= Given data =

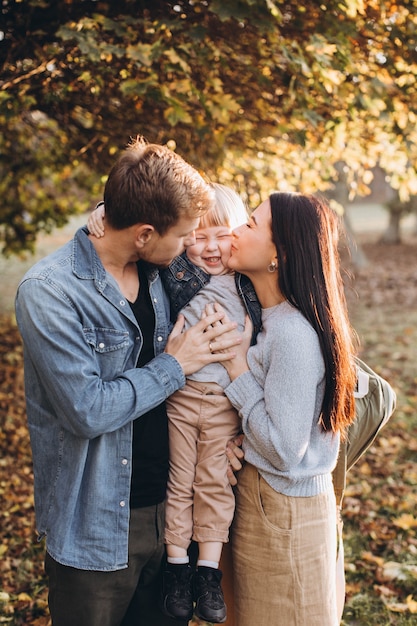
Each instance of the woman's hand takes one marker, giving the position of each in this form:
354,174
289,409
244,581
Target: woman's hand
236,457
238,365
194,348
95,222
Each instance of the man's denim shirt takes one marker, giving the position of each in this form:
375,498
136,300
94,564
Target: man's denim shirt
182,280
83,390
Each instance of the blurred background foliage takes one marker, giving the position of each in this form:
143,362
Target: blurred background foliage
261,94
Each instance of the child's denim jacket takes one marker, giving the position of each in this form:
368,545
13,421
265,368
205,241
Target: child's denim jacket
182,280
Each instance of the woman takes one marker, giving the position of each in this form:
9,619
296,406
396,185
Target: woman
294,393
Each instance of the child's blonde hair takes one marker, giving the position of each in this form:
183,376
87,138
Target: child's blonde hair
229,209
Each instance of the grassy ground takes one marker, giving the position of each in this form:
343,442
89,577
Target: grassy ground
381,498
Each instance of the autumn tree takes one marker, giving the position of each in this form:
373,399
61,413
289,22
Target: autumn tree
267,94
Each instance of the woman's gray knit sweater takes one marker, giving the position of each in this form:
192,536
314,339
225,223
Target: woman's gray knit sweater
279,401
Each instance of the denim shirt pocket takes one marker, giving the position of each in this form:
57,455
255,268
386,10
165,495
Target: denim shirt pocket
112,349
181,282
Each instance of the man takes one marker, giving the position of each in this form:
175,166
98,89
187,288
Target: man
99,365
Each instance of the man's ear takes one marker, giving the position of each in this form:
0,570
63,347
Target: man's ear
144,233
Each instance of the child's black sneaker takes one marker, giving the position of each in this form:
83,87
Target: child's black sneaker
176,595
208,595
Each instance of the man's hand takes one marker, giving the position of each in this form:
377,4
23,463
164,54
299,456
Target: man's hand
193,348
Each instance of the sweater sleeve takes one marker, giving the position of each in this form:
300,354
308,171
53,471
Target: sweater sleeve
279,399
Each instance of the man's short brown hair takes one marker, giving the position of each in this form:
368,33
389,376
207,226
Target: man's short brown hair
151,184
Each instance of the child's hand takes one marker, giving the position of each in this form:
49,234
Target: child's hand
95,223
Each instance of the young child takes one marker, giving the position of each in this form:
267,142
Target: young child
200,500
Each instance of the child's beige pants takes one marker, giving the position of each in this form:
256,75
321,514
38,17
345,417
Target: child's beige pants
200,500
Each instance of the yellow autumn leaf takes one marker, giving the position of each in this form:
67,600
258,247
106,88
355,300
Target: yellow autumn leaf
406,521
24,597
412,604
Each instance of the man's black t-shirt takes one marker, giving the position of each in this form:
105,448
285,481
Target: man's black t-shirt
150,431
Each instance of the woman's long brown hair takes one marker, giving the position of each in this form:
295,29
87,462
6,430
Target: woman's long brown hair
305,233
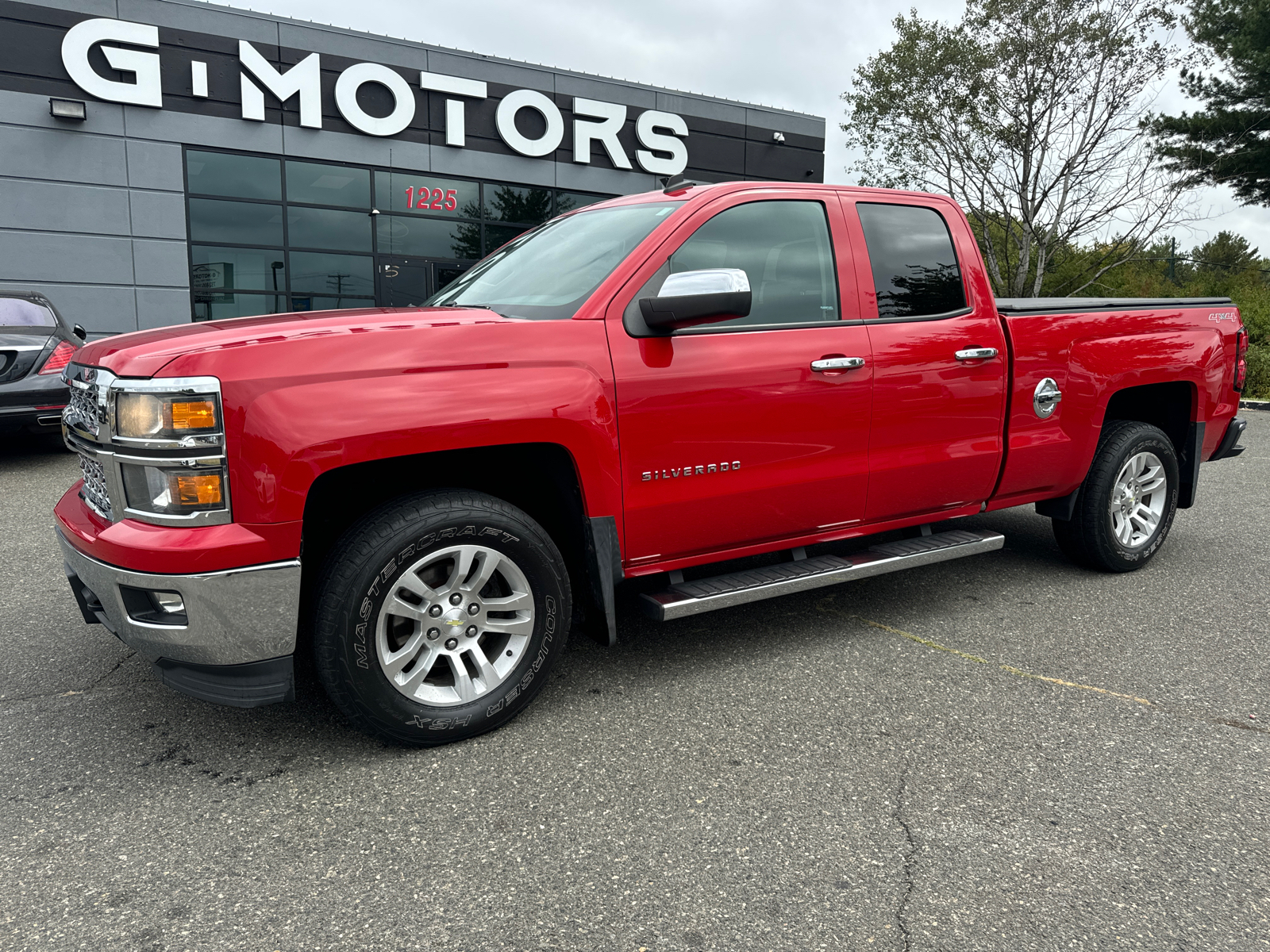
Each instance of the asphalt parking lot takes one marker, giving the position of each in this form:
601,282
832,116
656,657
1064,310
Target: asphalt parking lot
997,753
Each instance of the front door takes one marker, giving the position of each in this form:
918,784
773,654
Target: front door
404,282
940,365
728,435
408,282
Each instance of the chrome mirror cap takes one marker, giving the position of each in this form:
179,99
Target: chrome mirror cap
709,281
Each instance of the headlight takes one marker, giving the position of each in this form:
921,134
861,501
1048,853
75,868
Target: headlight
139,416
169,490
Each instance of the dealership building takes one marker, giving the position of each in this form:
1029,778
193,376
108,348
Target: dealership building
167,160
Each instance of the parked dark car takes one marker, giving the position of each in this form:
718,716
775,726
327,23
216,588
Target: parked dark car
36,343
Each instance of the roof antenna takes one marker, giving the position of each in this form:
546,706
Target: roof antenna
681,186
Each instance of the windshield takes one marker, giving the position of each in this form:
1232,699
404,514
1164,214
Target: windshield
17,313
548,273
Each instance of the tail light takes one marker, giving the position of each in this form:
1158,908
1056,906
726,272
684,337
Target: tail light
1241,359
61,355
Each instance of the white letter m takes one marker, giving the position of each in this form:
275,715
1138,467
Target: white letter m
304,78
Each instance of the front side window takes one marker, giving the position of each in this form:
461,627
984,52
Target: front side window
914,267
785,251
549,273
17,313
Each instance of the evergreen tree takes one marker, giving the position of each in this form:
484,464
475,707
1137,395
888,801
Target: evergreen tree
1229,141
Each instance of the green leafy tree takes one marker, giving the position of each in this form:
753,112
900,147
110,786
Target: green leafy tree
1029,113
1229,141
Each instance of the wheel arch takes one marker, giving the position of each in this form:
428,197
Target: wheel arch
541,479
1172,406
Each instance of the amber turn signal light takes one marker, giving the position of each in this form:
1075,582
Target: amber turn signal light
194,416
198,490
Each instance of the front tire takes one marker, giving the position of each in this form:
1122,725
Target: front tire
1127,503
440,617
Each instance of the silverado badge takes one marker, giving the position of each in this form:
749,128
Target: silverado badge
673,474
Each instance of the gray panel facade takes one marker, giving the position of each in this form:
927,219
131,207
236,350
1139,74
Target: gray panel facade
94,213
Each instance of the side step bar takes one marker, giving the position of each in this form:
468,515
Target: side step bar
687,598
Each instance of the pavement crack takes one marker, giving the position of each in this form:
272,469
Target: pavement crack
910,860
73,691
117,666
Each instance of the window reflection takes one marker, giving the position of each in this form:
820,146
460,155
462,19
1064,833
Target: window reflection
403,235
529,206
323,228
572,201
211,306
328,184
244,268
247,213
237,175
235,222
319,302
914,263
319,273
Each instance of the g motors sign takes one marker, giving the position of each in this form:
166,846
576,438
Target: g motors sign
126,48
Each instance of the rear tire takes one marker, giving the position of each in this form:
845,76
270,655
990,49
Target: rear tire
1127,505
440,617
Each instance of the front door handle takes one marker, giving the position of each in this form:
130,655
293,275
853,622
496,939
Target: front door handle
837,363
977,353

= Given problem =
Everything from the line that contains "Each instance of the window" through the end of the records must be duplicated exactly, and nothing outside that range.

= Response for this exercise =
Each instance of the window reflection takes one marker, giving the position of each in this form:
820,146
460,155
462,19
1064,833
Target: window reflection
403,235
529,206
323,228
572,201
211,306
328,184
244,268
247,213
237,175
235,222
319,302
914,263
319,273
Each instance of the g motors sign takes one marker, giving the position of each in this form:
166,846
576,438
Target: g motors sign
126,48
Each instance of the rear tire takes one marker, giving the position of each in this form:
845,76
270,655
990,49
Target: rear tire
1127,505
440,617
Each instance of the front door handle takes one marker, giving the position of each in this form:
130,655
293,275
853,622
496,939
Target: front door handle
837,363
977,353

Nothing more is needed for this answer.